▶ _Listed records_:
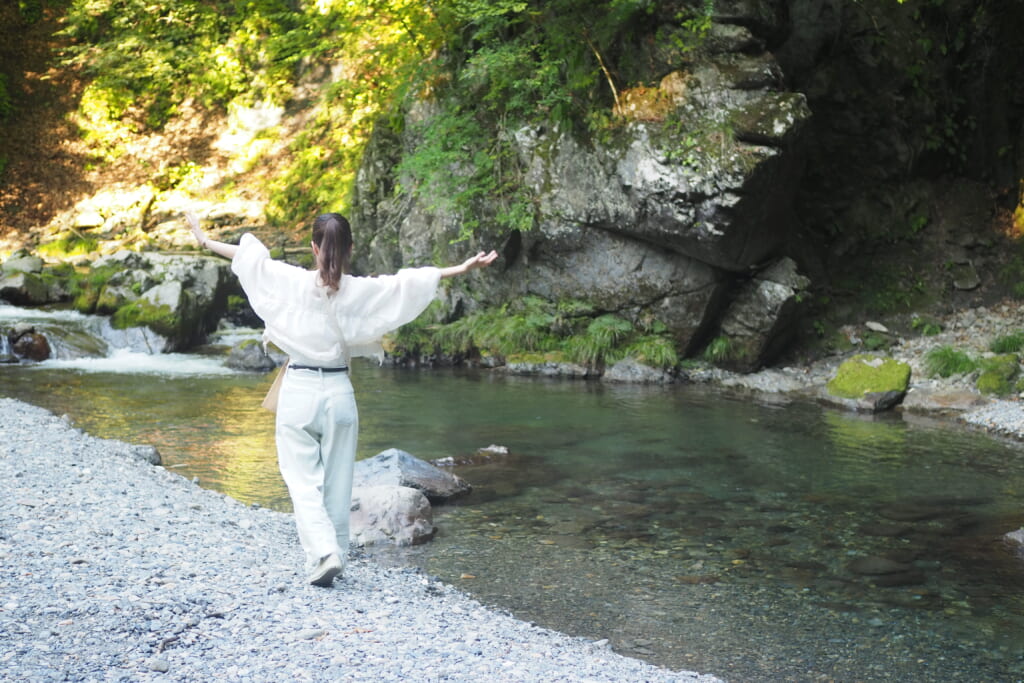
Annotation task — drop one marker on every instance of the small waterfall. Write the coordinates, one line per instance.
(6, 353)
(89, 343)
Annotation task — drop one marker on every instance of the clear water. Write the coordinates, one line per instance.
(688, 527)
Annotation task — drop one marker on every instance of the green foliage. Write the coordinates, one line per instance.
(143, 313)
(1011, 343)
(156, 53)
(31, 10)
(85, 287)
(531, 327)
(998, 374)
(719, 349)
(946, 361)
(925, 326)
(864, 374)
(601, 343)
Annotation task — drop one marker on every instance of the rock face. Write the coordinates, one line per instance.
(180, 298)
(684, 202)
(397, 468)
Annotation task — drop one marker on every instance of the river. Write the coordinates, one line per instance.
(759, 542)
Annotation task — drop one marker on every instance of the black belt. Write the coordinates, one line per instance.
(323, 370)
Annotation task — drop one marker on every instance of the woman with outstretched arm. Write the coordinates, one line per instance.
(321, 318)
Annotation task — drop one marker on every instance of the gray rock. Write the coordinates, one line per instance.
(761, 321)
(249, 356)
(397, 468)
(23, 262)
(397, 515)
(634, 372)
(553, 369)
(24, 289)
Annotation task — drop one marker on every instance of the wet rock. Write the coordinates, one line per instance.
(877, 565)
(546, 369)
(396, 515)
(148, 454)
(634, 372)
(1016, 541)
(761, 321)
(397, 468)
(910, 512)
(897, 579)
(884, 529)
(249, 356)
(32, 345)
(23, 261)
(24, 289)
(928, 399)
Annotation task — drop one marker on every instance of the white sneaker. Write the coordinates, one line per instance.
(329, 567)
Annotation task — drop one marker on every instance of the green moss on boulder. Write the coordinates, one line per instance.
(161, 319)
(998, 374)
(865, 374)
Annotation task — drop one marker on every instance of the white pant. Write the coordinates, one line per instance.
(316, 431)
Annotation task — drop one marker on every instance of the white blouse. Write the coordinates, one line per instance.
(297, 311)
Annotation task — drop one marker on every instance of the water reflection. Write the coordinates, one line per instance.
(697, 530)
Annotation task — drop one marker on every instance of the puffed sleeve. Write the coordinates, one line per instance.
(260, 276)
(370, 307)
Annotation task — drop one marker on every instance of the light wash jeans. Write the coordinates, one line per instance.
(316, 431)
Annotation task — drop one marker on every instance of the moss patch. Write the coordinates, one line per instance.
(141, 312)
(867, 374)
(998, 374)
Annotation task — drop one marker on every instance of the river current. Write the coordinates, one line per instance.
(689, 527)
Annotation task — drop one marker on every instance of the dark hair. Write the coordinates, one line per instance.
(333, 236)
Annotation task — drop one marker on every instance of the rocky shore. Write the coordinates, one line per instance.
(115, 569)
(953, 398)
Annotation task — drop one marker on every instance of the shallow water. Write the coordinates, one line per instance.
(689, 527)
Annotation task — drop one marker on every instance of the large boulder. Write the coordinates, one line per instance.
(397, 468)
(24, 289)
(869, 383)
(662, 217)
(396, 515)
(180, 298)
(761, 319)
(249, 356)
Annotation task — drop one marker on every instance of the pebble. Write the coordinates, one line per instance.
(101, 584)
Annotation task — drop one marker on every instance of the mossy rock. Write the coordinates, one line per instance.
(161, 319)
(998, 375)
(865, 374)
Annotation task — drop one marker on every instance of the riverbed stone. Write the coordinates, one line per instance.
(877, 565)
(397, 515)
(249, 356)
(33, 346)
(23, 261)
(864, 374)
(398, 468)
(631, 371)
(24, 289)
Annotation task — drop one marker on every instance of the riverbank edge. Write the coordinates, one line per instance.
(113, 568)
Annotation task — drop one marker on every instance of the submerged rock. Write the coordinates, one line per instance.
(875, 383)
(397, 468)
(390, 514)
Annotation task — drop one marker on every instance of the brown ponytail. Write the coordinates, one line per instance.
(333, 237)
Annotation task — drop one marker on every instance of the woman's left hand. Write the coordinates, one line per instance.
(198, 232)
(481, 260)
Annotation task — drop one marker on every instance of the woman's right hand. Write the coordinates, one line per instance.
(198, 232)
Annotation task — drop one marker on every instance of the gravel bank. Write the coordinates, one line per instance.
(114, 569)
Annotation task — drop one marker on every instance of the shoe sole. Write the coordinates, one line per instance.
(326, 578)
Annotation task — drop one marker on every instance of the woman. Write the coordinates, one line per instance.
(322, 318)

▶ _What you have to do_:
Could you reproduce every record above exactly, leaving out the pictures?

▶ _Answer_:
Annotation task — drop one marker on every instance of the small waterfall. Write the coordinates, one line per instance.
(6, 353)
(89, 343)
Annotation task — drop one marker on every instance of the clear water. Write the coordinates, one line per instance.
(688, 527)
Annotation task — drop one marker on every instance of the green foliage. Write the coordinates, one line per instance.
(143, 313)
(1011, 343)
(156, 53)
(31, 10)
(85, 287)
(531, 327)
(998, 374)
(719, 349)
(946, 361)
(925, 326)
(864, 374)
(601, 343)
Annotation task — drop one marker on every instance of the rock face. Write the coordinates, one line per instance.
(180, 298)
(684, 202)
(397, 468)
Annotation task — drop one marker on every instance of the river. Write the coordinates, one line per instance.
(759, 542)
Annotation task — drop one marker on every instance of the black belt. Write the coordinates, one line per instance.
(323, 370)
Annotation task — drop one marker on every instance of the woman with outstretched arm. Write the coordinates, one line per instance.
(321, 318)
Annotation task — drop one marker on every instance of the gray rock. Write the coordinates, one line per instance.
(761, 321)
(249, 356)
(397, 468)
(23, 262)
(397, 515)
(634, 372)
(553, 369)
(24, 289)
Annotation task — drop one marker on every instance of the wet rock. Write the coordinates, one line per instance.
(877, 565)
(546, 369)
(396, 515)
(148, 454)
(634, 372)
(1016, 541)
(761, 321)
(397, 468)
(910, 512)
(897, 579)
(884, 529)
(249, 356)
(32, 345)
(23, 261)
(24, 289)
(928, 399)
Annotation task — drop one marker on every instance of the white sneaker. Write the coordinates, one line per instance.
(329, 567)
Annotation task — drop one marker on every instance of the green moss on boulder. Write the coordinates, one line per instance.
(161, 319)
(998, 374)
(865, 374)
Annotation task — drop one marker on every instance of the white pant. Write the coordinates, one line per instance.
(316, 431)
Annotation task — drop one marker on every instance of the white blouse. Write the coordinates, one line per instance.
(297, 311)
Annotation task — drop one marker on every instance of the water reflection. Write the coordinates, one line per instance.
(697, 530)
Annotation task — drop one marker on every instance of the puffed sleeve. Write the coordinates, one line per instance.
(260, 276)
(370, 307)
Annotation task — drop one marker on every instance of the light wash jeans. Write the coordinates, one line per instance.
(316, 431)
Annotation task — drop one marker on every instance of the moss patch. Write the coordinates, one line per instance.
(141, 312)
(867, 374)
(998, 374)
Annotation task — drop one marker on every instance of the river current. Write the coordinates, one line per instance.
(689, 527)
Annotation task — drop one marker on every instance of the dark hair. Write the coordinates, one line per instance.
(333, 236)
Annotation task — drop one marker on every instance of the rocky shore. Write the coordinates, one line per instance.
(115, 569)
(953, 398)
Annotation task — drop one marker on every instance of the shallow water. Write the coordinates, one line per instance.
(689, 527)
Annotation task — drop one marker on every instance of the large boulder. Write the coordinates, one line per instance.
(397, 468)
(24, 289)
(869, 383)
(662, 217)
(396, 515)
(180, 298)
(761, 319)
(249, 356)
Annotation task — drop one marker on every instance of the pebble. Write the coordinates, one line per instance.
(101, 584)
Annotation task — drop one marker on every instance of the mossy rock. Write the coordinates, one line per instance.
(161, 319)
(998, 375)
(865, 374)
Annotation task — drop one marker on every instance of the riverbed stone. Write the coordinates, one line per instance.
(877, 565)
(397, 515)
(249, 356)
(33, 346)
(23, 261)
(864, 374)
(398, 468)
(631, 371)
(24, 289)
Annotation task — drop one marker on every instance of the riverbank edge. Write the coordinates, one line per instance.
(113, 568)
Annotation task — drop one marker on every instance of the submerged rock. Write the coordinates, one line per instance.
(875, 383)
(397, 468)
(390, 514)
Annotation task — drop one marker on every instance of the brown ponytail. Write the coordinates, one line per instance.
(333, 237)
Annotation task — drop one marker on every instance of the woman's left hand. Write the coordinates, one line per instance.
(198, 232)
(481, 260)
Annotation task — drop one marker on every instance of the woman's right hand. Write the coordinates, one line per instance.
(198, 232)
Annotation task — drop one marker on every instance of the gravel bank. Write the coordinates, one line per instance.
(114, 569)
Annotation task — drop one marker on every instance of the shoe sole. Write the coordinates, one line per instance.
(326, 578)
Annotation task — drop one marker on every instance of the woman. Write the coordinates, one line per instance.
(322, 318)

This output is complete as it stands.